--- start Material supplied ---
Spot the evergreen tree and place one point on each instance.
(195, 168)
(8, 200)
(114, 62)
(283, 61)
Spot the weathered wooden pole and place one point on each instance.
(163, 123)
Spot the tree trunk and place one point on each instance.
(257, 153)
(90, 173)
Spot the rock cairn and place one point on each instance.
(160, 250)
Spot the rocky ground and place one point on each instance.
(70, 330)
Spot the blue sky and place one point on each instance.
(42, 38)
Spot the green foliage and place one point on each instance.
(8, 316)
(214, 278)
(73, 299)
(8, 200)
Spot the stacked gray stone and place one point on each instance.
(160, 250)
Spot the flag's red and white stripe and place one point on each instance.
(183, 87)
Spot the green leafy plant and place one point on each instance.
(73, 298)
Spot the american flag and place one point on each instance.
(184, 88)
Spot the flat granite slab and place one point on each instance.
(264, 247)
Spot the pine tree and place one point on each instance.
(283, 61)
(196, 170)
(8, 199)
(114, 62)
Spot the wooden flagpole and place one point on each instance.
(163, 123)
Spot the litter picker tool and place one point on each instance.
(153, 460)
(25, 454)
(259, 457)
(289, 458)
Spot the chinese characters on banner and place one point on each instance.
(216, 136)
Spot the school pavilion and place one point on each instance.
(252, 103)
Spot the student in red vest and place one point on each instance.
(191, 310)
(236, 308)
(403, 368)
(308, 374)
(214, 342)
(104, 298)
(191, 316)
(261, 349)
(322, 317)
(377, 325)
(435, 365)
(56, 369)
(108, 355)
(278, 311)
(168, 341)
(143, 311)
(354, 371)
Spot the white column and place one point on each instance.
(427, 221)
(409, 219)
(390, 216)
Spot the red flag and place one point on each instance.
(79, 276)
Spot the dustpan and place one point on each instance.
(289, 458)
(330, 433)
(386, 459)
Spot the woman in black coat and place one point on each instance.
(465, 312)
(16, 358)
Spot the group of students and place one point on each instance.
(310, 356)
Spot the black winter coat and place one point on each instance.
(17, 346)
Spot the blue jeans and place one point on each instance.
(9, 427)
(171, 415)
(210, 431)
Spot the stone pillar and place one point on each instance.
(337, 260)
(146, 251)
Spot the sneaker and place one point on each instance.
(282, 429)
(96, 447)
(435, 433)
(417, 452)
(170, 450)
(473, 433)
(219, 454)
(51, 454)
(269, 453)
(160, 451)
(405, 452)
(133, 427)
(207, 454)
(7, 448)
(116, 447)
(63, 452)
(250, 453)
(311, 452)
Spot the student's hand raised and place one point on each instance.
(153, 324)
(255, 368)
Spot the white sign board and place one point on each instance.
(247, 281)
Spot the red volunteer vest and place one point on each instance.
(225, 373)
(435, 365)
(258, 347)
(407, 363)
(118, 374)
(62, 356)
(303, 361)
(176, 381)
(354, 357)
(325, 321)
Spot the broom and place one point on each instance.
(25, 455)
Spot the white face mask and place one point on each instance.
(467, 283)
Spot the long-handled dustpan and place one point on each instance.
--- end Material supplied ---
**Short task:** Format every item above as a numbered list, dropping any blank lines.

**Problem solution:**
1. Spot the evergreen tree and place one point on each instance.
2. (195, 168)
3. (8, 200)
4. (114, 62)
5. (283, 61)
6. Spot the weathered wooden pole and place one point on each instance.
7. (163, 123)
8. Spot the tree trunk and place one point on each instance.
9. (257, 153)
10. (90, 173)
11. Spot the rock cairn and place one point on each instance.
12. (160, 250)
13. Spot the rocky ground and place one point on each instance.
14. (70, 330)
15. Spot the blue sky and place one point on each instance.
16. (42, 38)
17. Spot the green foliage and place one point on each instance.
18. (8, 316)
19. (214, 278)
20. (73, 299)
21. (8, 200)
22. Spot the stacked gray stone and place one point on each instance.
23. (160, 250)
24. Spot the flag's red and white stripe and place one point on each instance.
25. (183, 87)
26. Spot the green leafy plant and place one point on each instance.
27. (73, 298)
28. Spot the american flag and place one point on each instance.
29. (184, 88)
30. Spot the flat granite slab and place one point on each instance.
31. (264, 247)
32. Spot the pine tree and place one point on each instance.
33. (283, 61)
34. (196, 170)
35. (8, 199)
36. (114, 62)
37. Spot the wooden flagpole and place one point on each instance.
38. (163, 123)
39. Spot the litter picker tool and place one point on each instance.
40. (153, 460)
41. (25, 454)
42. (259, 457)
43. (289, 458)
44. Spot the chinese characters on banner and place one point on each instance.
45. (216, 136)
46. Spot the school pavilion and place one point on each instance.
47. (252, 103)
48. Spot the student in red vest and place one point on each instance.
49. (191, 310)
50. (236, 308)
51. (403, 368)
52. (308, 374)
53. (214, 342)
54. (104, 298)
55. (191, 316)
56. (261, 349)
57. (322, 317)
58. (377, 325)
59. (435, 365)
60. (56, 369)
61. (108, 355)
62. (278, 311)
63. (168, 341)
64. (143, 311)
65. (354, 371)
66. Spot the white column and place one point on each instance.
67. (427, 221)
68. (409, 219)
69. (390, 216)
70. Spot the red flag and place one point on each instance.
71. (79, 276)
72. Spot the dustpan and place one point on each instance.
73. (289, 458)
74. (330, 433)
75. (386, 459)
76. Spot the woman in black coat and place one point on each instance.
77. (465, 312)
78. (16, 358)
79. Spot the group of students and place one point on each instance.
80. (310, 356)
81. Spot the black winter coat and place one point on each instance.
82. (17, 346)
83. Spot the blue jeans and place one point on each instance.
84. (9, 427)
85. (171, 415)
86. (210, 431)
87. Spot the stone pillar and place one point on each instance.
88. (337, 260)
89. (146, 251)
90. Spot the sneaker and place one point on each instance.
91. (282, 429)
92. (96, 447)
93. (435, 433)
94. (417, 452)
95. (170, 450)
96. (473, 433)
97. (219, 454)
98. (51, 454)
99. (269, 453)
100. (160, 451)
101. (405, 452)
102. (133, 427)
103. (207, 454)
104. (7, 448)
105. (116, 447)
106. (63, 452)
107. (250, 453)
108. (311, 452)
109. Spot the student's hand raised and place one point on each instance.
110. (153, 324)
111. (255, 368)
112. Spot the white sign board and place one point on each instance.
113. (247, 281)
114. Spot the red volunteer vest and place one point on each instance.
115. (225, 373)
116. (435, 365)
117. (258, 347)
118. (407, 363)
119. (118, 374)
120. (62, 356)
121. (303, 361)
122. (176, 381)
123. (354, 357)
124. (325, 321)
125. Spot the broom and place one point on each instance.
126. (25, 455)
127. Spot the white face mask and place one point on each instance.
128. (467, 283)
129. Spot the long-handled dustpan and place one point on each instance.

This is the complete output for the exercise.